** START OF EXTRACTED MATERIAL **
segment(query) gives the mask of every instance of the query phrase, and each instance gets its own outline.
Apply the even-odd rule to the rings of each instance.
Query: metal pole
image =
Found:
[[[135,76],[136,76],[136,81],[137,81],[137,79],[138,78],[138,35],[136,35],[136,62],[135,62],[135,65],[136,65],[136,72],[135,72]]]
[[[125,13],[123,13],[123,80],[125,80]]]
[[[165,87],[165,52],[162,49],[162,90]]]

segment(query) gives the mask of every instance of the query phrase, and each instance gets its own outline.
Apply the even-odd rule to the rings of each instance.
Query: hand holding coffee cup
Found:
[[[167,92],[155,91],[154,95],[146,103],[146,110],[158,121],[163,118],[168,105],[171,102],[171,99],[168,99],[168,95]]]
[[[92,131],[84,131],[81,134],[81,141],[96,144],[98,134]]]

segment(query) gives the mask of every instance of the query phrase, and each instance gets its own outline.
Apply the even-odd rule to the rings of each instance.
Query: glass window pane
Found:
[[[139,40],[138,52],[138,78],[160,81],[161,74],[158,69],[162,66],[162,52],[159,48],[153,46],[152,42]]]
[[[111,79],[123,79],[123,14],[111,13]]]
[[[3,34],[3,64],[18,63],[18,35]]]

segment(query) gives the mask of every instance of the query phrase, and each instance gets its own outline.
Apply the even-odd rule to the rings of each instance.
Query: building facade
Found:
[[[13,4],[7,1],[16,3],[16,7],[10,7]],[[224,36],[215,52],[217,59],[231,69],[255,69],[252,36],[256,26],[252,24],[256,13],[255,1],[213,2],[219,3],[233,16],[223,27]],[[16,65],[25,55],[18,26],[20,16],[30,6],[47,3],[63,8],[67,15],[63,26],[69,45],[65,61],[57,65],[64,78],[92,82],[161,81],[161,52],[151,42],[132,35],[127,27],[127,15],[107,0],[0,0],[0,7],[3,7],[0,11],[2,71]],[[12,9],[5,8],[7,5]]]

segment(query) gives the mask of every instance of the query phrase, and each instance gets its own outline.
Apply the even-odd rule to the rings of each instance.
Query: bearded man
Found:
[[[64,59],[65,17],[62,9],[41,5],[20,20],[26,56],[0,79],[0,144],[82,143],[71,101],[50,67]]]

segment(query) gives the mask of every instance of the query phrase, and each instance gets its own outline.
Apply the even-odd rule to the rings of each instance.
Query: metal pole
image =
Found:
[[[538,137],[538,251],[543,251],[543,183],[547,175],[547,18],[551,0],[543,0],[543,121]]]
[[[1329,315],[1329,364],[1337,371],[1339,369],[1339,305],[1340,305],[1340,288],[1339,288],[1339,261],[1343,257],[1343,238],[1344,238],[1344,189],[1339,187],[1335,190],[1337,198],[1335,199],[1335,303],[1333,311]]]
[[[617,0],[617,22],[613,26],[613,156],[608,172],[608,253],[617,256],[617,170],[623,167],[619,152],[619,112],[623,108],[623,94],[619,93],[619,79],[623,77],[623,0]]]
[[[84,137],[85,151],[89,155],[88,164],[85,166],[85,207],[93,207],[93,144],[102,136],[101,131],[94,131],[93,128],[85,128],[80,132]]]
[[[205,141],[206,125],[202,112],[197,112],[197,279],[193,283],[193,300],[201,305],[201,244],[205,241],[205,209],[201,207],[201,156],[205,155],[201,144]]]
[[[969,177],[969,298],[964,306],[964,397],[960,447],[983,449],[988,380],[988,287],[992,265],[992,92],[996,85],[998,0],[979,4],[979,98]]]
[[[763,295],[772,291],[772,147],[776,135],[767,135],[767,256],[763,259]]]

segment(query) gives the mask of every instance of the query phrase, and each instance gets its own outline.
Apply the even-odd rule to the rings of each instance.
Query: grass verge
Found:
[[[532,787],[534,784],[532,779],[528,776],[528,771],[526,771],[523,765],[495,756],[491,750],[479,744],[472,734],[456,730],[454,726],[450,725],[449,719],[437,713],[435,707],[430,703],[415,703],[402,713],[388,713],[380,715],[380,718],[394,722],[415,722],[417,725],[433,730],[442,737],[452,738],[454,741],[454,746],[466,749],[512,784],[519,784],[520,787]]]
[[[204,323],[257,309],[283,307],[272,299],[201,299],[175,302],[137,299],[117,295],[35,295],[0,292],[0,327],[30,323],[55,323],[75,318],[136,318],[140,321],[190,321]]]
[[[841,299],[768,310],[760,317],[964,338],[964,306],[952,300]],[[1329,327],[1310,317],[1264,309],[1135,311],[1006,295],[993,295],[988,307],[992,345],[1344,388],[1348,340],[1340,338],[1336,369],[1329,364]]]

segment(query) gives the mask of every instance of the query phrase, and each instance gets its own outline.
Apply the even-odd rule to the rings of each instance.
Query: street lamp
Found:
** END OF EXTRACTED MATERIAL **
WRITTEN REQUEST = Rewrite the data from its first line through the line containing "[[[3,34],[3,64],[18,63],[18,35]]]", inclusive, and offset every polygon coordinate by -96.

EXPECTED ANSWER =
segment(query) gives the mask of every instance of the query phrase, and each instance gets its own outline.
Apply the even-odd rule to the rings of each instance.
Query: metal pole
image =
Found:
[[[39,-20],[40,-20],[40,-15],[41,-15],[41,-17],[42,-18],[42,-61],[40,-61],[40,-34],[39,-34],[39,-31],[40,-31],[40,-24],[39,-24]]]
[[[29,-83],[27,-83],[27,-16],[29,-16]]]
[[[69,-9],[69,-44],[66,-47],[66,-6]]]

segment(query) gives the mask of every instance of the query phrase, and each instance gets its own outline.
Apply the even-odd rule to the rings of each instance.
Query: hand holding coffee cup
Found:
[[[71,-4],[59,-5],[58,-1],[50,7],[50,14],[62,25],[67,22],[72,9],[75,6],[75,3],[72,3],[72,-1]]]
[[[-4,35],[-12,35],[-15,38],[-15,45],[0,48],[2,38]]]

segment(query) gives the mask of every instance of the query phrase, and each instance gets its own outline.
Apply the even-odd rule to the rings of each instance.
Query: glass window pane
Found:
[[[43,-56],[42,-44],[42,-18],[64,-15],[65,-22],[62,-27],[66,-30],[66,-44],[63,-48],[57,-50],[56,-54]]]
[[[15,-17],[27,-17],[27,-82],[15,-83]]]
[[[-93,-62],[-93,-32],[-78,-33],[-78,-61]]]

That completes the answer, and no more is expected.